> What is being asked:
Repeat, exactly and alone, every line from the line that contains "Target: churchyard grass" to the end of the entries.

:::

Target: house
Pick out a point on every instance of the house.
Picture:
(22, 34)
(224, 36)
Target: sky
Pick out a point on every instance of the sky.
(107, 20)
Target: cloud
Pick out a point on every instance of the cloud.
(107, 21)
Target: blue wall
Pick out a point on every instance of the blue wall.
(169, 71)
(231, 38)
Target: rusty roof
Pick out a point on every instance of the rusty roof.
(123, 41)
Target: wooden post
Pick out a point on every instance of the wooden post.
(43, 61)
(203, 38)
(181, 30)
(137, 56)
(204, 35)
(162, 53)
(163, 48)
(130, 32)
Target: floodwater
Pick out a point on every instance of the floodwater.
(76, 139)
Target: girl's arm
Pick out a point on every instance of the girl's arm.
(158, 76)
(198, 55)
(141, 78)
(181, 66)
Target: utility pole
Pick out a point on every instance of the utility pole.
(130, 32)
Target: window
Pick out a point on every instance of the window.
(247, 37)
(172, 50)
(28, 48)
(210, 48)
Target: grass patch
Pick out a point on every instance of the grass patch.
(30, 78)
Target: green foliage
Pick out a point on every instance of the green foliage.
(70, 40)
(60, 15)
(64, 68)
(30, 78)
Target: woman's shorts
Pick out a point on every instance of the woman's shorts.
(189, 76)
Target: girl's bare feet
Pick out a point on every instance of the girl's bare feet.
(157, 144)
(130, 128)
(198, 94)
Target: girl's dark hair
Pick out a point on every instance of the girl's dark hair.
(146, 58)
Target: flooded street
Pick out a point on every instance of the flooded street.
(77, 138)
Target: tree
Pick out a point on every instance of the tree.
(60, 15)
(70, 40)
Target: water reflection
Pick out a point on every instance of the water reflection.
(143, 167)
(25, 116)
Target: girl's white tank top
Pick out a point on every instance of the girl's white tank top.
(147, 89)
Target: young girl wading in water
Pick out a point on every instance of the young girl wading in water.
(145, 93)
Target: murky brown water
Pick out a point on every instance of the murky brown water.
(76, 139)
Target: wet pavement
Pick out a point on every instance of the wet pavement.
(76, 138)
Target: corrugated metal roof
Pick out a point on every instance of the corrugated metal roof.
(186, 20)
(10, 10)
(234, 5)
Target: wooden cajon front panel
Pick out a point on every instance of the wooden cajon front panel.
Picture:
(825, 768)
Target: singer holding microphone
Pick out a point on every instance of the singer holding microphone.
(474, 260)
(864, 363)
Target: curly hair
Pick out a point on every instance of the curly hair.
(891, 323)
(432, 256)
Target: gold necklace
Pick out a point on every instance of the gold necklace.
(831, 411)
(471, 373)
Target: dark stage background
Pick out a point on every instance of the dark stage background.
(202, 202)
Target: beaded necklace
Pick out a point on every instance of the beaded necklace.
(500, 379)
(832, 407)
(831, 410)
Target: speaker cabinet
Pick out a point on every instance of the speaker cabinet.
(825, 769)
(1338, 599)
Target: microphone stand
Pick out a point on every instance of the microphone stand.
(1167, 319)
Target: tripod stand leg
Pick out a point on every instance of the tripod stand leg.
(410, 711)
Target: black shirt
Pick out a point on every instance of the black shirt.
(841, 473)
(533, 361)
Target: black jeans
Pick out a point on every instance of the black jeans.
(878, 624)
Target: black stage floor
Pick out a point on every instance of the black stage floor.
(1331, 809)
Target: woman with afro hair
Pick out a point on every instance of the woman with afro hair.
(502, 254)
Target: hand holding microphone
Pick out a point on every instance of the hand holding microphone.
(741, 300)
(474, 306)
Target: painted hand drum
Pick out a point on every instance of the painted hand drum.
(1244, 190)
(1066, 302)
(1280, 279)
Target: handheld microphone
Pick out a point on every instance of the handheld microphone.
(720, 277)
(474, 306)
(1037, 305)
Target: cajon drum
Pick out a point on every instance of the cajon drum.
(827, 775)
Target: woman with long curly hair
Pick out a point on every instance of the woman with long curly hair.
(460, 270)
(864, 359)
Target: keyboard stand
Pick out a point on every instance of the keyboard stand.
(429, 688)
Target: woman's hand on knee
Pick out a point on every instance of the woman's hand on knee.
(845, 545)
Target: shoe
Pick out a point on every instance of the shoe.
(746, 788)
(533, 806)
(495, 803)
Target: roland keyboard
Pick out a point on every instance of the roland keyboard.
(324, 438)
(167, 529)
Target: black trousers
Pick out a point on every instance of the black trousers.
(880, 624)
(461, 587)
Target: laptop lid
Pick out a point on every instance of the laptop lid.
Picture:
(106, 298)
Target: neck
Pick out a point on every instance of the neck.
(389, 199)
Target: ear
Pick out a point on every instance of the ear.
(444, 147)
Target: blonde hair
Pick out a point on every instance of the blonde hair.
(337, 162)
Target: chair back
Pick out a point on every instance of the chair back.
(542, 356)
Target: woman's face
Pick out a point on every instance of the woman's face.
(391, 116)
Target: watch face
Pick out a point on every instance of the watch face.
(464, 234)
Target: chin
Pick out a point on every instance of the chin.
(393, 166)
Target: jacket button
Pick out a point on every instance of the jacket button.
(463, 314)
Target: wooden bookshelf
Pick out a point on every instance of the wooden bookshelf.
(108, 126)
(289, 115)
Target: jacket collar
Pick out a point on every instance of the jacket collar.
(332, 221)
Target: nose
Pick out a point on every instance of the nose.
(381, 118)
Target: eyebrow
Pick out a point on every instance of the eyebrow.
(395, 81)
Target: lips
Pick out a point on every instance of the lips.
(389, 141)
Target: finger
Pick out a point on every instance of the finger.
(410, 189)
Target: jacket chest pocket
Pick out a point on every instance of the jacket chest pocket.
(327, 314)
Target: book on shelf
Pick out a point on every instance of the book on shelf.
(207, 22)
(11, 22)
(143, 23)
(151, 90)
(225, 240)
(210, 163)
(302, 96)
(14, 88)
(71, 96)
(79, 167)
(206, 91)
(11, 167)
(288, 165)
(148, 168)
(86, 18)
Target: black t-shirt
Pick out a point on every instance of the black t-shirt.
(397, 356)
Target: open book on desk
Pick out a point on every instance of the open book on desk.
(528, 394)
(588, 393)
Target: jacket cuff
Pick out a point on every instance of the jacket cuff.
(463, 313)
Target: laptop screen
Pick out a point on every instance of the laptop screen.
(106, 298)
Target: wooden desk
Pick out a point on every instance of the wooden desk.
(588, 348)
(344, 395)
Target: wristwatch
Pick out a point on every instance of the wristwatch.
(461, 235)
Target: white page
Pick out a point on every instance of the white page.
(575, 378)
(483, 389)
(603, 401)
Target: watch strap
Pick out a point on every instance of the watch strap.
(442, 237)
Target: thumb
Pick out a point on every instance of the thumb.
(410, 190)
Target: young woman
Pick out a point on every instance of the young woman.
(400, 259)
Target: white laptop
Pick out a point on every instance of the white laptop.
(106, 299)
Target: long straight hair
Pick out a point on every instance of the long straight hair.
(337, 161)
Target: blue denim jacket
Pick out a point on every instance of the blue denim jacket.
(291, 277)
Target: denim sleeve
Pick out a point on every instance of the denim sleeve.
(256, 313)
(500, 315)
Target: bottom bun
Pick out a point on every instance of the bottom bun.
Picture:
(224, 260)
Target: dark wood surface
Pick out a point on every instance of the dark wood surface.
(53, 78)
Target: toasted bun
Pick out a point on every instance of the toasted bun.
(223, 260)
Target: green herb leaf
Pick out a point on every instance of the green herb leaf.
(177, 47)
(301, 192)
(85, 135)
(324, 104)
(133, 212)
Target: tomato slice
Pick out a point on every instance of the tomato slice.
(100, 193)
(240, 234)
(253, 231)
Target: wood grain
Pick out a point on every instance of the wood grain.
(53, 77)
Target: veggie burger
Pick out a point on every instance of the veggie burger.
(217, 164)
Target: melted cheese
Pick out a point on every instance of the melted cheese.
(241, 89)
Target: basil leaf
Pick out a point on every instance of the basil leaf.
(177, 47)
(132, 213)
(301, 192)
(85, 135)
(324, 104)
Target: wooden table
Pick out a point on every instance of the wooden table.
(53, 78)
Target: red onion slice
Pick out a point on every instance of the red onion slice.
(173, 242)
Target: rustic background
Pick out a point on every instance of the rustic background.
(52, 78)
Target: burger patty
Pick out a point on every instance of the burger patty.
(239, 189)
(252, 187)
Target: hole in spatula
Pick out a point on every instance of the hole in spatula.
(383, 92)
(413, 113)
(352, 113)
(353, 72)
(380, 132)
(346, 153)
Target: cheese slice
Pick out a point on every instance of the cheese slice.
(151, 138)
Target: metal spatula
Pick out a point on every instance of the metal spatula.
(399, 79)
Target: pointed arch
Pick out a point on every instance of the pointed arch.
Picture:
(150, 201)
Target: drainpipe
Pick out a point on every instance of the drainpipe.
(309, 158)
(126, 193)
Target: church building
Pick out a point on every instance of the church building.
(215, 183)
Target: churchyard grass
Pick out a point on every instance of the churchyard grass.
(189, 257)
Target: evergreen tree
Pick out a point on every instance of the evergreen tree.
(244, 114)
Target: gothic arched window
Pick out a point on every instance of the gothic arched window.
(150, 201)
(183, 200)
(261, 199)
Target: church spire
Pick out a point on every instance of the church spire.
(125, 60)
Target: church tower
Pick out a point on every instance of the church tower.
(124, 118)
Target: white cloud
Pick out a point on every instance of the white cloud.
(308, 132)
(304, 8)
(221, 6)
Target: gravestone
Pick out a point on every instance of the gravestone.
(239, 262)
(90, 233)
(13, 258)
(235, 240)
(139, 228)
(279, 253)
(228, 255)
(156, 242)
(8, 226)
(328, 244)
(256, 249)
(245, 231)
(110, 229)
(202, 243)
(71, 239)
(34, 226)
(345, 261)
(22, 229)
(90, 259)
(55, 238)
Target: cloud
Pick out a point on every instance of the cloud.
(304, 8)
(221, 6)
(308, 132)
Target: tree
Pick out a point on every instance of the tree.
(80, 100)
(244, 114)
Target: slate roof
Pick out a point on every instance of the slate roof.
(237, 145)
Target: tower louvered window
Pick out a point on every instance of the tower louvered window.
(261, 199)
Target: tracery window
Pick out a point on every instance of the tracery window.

:::

> Expected output:
Target: churchyard grass
Pick out a point on every instance of the churchyard grass.
(189, 257)
Target: evergreen tree
Pick out a point on every instance of the evergreen tree.
(244, 114)
Target: gothic arched window
Pick out a point on every instance of the gothic arched window.
(150, 201)
(183, 200)
(261, 199)
Target: church spire
Pick out a point on every instance of the church spire.
(125, 60)
Target: church tower
Pick out a point on every instance of the church tower.
(124, 118)
Target: white cloud
Pick out a point on every instance of the white cloud.
(308, 132)
(304, 8)
(221, 6)
Target: gravestone
Pick out a point on every instance of the gravestone.
(239, 262)
(90, 233)
(13, 258)
(235, 240)
(139, 228)
(279, 253)
(228, 255)
(156, 242)
(8, 226)
(328, 244)
(256, 249)
(245, 231)
(110, 229)
(202, 243)
(71, 239)
(34, 226)
(345, 261)
(22, 229)
(90, 259)
(55, 238)
Target: cloud
Pick out a point on every instance of the cloud.
(304, 8)
(221, 6)
(308, 132)
Target: tree
Pick out a point on every instance of the tree.
(80, 100)
(244, 114)
Target: slate roof
Pick out a point on every instance of the slate roof.
(237, 145)
Target: tower louvered window
Pick out a point on every instance of the tower louvered window.
(261, 199)
Target: tracery window
Pick out a point on every instance of the tracery window.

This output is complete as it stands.